**GOAL**
Please report every line below that contains the word "tree", copying each one in full.

Image box annotation records:
====

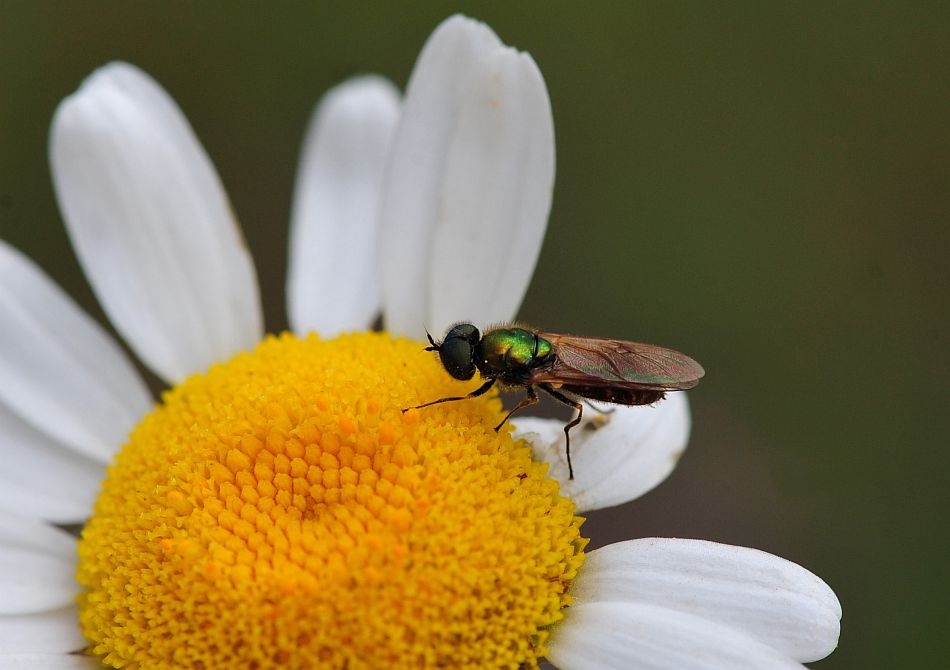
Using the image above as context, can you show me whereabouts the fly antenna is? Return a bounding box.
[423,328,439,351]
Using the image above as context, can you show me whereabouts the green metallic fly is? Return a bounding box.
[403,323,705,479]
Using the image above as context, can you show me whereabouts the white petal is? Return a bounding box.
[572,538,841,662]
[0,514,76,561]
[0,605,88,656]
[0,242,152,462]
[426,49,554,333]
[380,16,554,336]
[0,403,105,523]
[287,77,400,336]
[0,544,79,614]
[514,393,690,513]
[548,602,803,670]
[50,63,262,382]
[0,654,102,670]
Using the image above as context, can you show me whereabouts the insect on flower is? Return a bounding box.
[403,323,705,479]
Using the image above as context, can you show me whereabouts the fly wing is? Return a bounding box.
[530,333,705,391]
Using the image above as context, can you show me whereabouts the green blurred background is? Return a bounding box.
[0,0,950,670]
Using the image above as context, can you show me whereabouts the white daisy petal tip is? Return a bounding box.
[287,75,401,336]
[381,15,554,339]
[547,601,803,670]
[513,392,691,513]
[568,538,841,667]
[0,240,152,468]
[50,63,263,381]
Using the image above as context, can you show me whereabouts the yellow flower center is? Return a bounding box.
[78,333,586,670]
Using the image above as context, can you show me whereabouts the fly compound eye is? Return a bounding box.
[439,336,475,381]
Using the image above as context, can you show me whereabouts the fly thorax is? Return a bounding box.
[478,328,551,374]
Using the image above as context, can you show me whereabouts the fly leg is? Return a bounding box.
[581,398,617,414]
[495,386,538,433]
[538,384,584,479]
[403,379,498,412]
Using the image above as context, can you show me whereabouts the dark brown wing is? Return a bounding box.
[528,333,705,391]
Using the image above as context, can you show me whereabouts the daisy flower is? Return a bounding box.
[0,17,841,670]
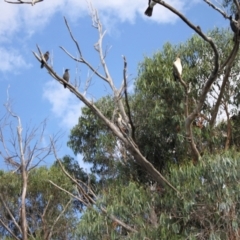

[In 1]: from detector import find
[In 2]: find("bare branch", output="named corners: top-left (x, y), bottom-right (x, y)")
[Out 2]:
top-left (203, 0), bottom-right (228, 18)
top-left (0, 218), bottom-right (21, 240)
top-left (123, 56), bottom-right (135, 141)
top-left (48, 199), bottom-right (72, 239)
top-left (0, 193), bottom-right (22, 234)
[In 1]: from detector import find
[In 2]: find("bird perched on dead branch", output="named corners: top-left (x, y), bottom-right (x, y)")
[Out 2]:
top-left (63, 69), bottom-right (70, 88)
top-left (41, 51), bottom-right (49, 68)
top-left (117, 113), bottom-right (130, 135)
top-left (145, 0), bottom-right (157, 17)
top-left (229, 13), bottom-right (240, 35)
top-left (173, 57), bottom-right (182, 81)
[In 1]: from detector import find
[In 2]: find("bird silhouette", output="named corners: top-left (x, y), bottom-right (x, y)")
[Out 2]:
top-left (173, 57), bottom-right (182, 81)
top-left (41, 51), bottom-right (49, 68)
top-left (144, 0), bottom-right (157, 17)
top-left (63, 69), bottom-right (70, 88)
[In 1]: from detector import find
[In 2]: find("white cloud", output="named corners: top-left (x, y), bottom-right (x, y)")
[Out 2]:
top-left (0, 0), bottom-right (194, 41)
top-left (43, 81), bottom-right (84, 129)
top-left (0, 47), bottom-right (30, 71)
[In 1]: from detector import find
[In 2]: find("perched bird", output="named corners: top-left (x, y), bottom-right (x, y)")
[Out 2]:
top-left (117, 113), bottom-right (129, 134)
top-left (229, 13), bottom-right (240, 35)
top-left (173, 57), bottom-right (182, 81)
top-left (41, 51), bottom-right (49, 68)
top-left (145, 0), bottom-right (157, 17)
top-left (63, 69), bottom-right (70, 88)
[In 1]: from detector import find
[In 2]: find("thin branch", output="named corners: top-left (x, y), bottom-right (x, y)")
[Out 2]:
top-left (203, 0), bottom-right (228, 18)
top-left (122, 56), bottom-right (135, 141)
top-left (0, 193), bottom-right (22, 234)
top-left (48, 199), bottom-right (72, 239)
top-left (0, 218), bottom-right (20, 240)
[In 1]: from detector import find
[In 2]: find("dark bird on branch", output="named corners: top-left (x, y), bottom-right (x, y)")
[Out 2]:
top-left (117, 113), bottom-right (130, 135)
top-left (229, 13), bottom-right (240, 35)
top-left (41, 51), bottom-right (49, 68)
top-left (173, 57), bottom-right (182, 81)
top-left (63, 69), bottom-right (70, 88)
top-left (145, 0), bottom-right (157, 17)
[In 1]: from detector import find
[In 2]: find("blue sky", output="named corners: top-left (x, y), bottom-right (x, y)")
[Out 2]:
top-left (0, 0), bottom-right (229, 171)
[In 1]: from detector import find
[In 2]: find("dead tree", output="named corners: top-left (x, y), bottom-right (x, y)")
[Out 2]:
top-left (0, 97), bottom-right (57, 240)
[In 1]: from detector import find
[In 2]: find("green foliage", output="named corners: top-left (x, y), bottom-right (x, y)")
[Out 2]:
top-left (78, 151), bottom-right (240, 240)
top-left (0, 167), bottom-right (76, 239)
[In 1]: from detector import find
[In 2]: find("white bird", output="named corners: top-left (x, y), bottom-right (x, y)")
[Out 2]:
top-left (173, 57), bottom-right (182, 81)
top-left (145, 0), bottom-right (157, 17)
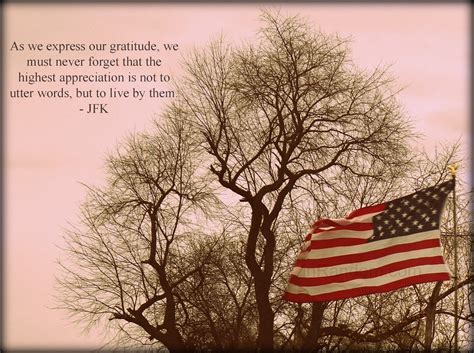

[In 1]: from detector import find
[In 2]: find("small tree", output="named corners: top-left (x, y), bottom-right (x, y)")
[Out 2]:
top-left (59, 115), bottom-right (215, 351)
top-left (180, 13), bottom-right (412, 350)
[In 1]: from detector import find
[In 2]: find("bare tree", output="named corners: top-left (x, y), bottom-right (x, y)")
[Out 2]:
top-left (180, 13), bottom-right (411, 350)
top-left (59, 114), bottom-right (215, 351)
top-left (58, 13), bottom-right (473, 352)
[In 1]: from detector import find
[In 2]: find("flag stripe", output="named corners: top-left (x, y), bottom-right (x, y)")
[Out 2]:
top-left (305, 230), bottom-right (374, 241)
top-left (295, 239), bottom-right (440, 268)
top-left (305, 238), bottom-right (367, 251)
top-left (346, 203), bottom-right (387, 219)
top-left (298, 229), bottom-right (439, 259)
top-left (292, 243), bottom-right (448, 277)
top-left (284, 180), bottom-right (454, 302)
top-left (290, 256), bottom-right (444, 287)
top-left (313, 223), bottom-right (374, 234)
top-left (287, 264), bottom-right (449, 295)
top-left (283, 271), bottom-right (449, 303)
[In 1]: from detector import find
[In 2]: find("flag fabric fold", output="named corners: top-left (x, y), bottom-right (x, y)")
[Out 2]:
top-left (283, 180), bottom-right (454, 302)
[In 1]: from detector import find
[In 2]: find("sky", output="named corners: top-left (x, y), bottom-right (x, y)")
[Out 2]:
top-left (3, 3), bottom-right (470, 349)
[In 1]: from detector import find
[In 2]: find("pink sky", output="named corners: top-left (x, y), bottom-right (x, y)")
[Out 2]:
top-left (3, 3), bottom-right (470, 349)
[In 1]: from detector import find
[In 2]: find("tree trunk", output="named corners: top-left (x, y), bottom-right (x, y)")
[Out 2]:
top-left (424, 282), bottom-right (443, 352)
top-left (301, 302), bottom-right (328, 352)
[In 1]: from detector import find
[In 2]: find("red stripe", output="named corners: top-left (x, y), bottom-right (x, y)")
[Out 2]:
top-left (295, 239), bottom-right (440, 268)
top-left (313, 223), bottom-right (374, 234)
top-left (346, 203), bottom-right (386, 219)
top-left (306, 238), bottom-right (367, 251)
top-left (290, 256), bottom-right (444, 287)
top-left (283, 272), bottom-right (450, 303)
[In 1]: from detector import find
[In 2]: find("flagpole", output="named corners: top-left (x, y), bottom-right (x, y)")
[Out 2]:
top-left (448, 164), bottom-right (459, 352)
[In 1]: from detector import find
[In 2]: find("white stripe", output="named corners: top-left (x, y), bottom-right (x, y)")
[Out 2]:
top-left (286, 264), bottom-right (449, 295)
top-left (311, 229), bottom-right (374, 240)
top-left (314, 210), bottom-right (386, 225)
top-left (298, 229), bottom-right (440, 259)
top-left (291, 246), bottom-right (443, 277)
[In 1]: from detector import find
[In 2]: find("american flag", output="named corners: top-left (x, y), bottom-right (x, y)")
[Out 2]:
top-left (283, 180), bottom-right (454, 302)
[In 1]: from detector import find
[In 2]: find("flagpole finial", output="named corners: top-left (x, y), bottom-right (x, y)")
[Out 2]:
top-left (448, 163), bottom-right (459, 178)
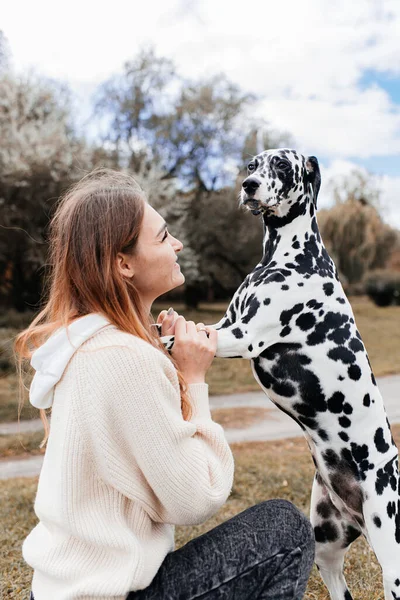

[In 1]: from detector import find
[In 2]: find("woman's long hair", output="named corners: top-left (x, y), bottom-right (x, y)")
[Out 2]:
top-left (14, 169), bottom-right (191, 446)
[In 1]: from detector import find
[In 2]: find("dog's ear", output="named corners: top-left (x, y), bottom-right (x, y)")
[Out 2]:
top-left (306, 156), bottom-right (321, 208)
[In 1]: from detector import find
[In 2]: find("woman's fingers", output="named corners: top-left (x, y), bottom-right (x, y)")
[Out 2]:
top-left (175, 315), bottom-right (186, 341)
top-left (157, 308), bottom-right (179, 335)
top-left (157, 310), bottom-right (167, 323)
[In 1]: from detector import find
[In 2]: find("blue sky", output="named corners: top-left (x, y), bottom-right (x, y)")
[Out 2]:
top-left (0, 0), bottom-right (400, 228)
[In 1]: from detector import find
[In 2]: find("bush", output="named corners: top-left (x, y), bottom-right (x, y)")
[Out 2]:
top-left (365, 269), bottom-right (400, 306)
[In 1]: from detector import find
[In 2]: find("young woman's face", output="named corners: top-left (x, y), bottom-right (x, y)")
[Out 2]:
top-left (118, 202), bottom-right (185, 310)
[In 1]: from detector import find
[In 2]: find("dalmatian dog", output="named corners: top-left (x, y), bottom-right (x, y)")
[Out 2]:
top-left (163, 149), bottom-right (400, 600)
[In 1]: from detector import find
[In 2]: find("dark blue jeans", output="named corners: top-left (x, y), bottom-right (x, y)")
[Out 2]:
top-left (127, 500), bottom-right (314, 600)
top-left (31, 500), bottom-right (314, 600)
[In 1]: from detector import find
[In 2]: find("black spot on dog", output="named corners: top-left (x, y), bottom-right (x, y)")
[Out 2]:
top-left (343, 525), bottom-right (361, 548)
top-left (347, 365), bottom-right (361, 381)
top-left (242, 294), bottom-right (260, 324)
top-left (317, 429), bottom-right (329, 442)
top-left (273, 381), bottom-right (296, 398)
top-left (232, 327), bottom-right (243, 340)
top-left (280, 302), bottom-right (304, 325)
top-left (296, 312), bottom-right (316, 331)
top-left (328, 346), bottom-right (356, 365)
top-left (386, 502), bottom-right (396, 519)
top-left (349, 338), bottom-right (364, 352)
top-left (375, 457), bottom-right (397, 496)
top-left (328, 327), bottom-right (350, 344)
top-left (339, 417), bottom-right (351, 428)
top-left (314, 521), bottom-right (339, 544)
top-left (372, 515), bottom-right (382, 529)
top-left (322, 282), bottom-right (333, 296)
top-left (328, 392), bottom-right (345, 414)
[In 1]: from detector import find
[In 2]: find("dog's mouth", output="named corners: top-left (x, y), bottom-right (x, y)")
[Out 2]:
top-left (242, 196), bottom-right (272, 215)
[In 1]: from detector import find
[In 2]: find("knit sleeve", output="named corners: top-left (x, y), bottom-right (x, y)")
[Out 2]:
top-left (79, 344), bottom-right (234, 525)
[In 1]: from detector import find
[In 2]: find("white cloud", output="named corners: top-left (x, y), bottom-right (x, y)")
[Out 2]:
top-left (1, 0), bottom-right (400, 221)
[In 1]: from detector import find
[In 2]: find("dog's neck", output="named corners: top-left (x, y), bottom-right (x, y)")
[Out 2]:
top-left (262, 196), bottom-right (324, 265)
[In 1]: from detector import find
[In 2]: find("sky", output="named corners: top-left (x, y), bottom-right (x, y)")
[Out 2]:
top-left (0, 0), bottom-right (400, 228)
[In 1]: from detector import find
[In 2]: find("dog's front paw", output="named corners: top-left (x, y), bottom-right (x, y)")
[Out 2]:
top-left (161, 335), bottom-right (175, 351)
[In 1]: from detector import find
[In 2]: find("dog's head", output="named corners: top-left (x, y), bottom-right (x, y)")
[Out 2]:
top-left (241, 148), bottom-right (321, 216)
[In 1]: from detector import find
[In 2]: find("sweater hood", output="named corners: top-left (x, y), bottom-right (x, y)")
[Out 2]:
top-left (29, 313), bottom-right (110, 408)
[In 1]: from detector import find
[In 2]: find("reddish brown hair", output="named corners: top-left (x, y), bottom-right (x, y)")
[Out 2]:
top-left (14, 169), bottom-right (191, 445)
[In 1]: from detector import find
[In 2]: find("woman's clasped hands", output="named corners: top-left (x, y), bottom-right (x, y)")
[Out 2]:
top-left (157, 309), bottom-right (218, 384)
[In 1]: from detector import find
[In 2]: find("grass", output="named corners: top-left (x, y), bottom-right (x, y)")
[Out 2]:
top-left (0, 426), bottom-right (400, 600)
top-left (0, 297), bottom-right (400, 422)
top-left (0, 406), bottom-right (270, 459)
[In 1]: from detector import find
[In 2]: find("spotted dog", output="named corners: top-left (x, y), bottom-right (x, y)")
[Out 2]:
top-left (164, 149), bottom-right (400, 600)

====

**CORRECT RESPONSE**
[In 2]: find("dead tree", output="named corners: top-left (x, y), bottom-right (x, y)")
[In 2]: find("small tree", output="named corners: top-left (x, y), bottom-right (x, y)")
[In 2]: find("bare tree", output="named corners: top-left (x, y), bottom-right (x, y)")
[In 2]: find("tree trunk", output="named corners: top-left (x, y), bottom-right (x, y)")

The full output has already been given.